# Passage

* * * * * * *

Your alternative is to take the AirTrain, but traveling by rail means the hassle of switching trains with all your bags, and it barely saves any time. And so you sit it out in the taxi and stew—all while feeling pretty rotten about the massive carbon footprint you’re amassing on the way.

Enter the electric air taxi.

This is exactly the type of dilemma these Jetsons-like vehicles are intended to solve. Electric-powered air taxis would not only speedily shuttle travelers from point A to point B, up and over congested ring roads and not-so-express expressways, they would do so burning zero emissions.

While this may sound far-fetched, Rob Watson, president of the electrical division at Rolls-Royce, got the industry buzzing in February when he declared at the Singapore Airshow that fully electric, small commuter planes will be zipping overhead in the next three to five years in most major markets.

The first stage of e-flight will likely come in the form of eVTOLs, an acronym short for a vertical-takeoff-and-landing aircraft powered by a battery electric system. Because these aircraft are designed to go straight up on takeoff and straight down on landing, eVTOLs, it’s assumed, will travel routes popular with today’s helicopters. The bull case: A burst in demand will lead to the construction of brand-new eVTOL landing and takeoff pads in and around urban centers, either atop buildings or at special-purpose landing strips.

After eVTOLs, Rolls-Royce, for one, sees the next step in electric flight taking the form of fixed-wing e-planes, able to fly up to eight people distances of about 80 to 100 miles on a single charge. By the end of the decade, the vision is battery-powered aircraft with 20 to 50 seats, traveling longer distances. Ultimately, engineers hope to get to aircraft capable of traveling distances of several hundred miles, a development that would require megawatts of power and could open the door to hydrogen-powered plane concepts like the kind Airbus unveiled two years ago.

The shift from planes that burn fossil fuels to new airframes that harness kilowatt power represents the biggest design breakthrough in commercial aviation since the jet age, some 60 years ago. And, Rolls-Royce’s Watson says, it’s one being pushed by twin forces: society’s increasing demand for cleaner transport options, and a recent surge in investment in the core technologies needed to get these aircraft off the ground.

* * * * * * *

# Recorded information

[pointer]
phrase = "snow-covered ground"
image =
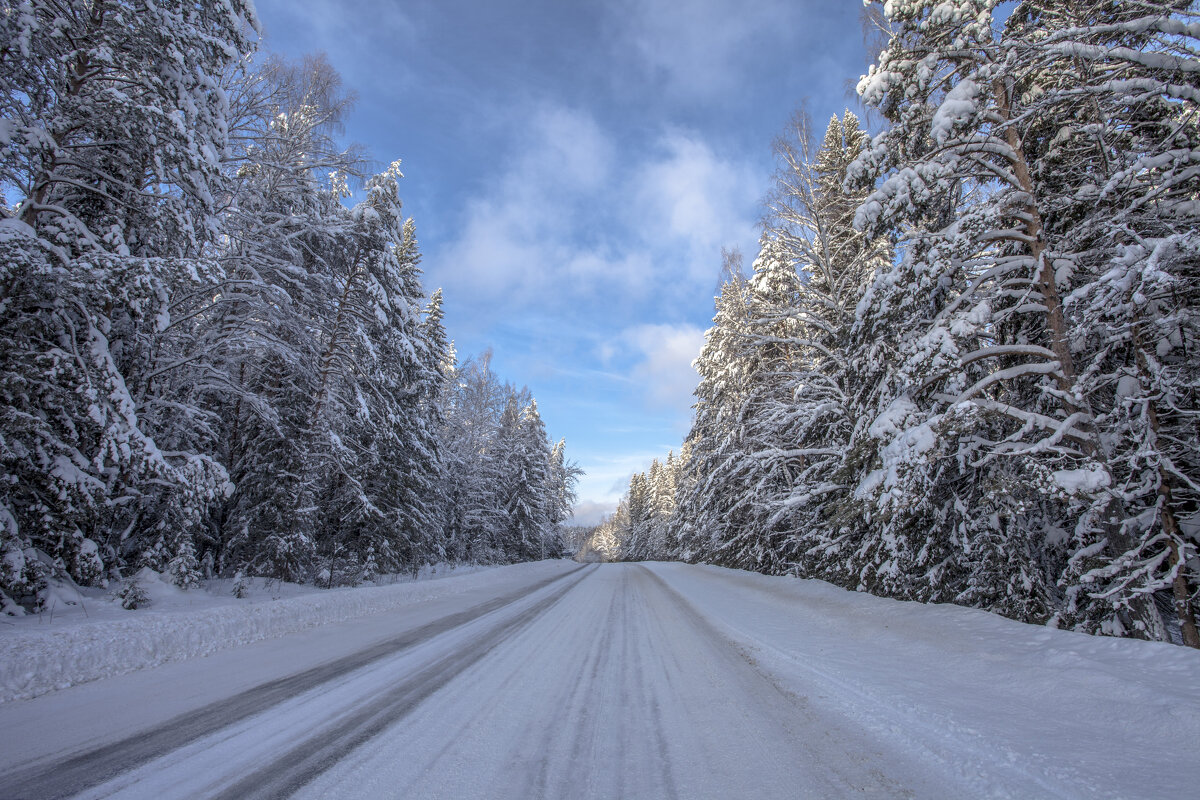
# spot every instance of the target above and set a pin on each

* * * * * * *

# Instructions
1 - Based on the electric air taxi passage, explain why eVTOLs are expected to fly routes popular with today's helicopters.
2 - In the electric air taxi passage, how many people could the fixed-wing e-planes carry, and over what distance on one charge?
3 - Proceed with the electric air taxi passage from the point where it ends.
The listing isn't needed for any of this work.

# Expected outputs
1 - eVTOLs are designed to go straight up on takeoff and straight down on landing. That is why they are assumed to travel the routes helicopters now use.

2 - Up to eight people, over distances of about 80 to 100 miles on a single charge.

3 -
“It’s still a journey that we’re on. But I think it’s moving from innovation into production. And that’s what’s really exciting,” Watson tells Fortune.

Making aviation history

Rolls-Royce itself embodies this fast-forward thinking. A few years ago, Rolls, makers of the massive jet engines that power Boeing and Airbus wide-body jets, turned its engineering focus to the task of decarbonizing commercial aviation by developing power and propulsion systems for electric planes. Last year, Rolls made aviation history when the Spirit of Innovation, a single-seat, electric-powered propeller plane that it codeveloped with partners smashed the speed and time-to-climb record for an e-aircraft. The plane hit a top speed of 556 km/hr (345 mph) on its record run last autumn.

An infographic showing the e-plane known as the Spirit of Innovation
Courtesy of Rolls-Royce

If any industry needs a net-zero revamp, it’s aerospace. Aviation is responsible for nearly 3% of all human-generated carbon dioxide emissions, a 2.5-fold increase since 2000, the International Energy Agency calculates. And then there’s the business case: Russia’s invasion of Ukraine has created an oil-supply shock that has grounded aerospace stocks around the world as fuel costs soar. Rolls’ share price is down more than 20% year to date.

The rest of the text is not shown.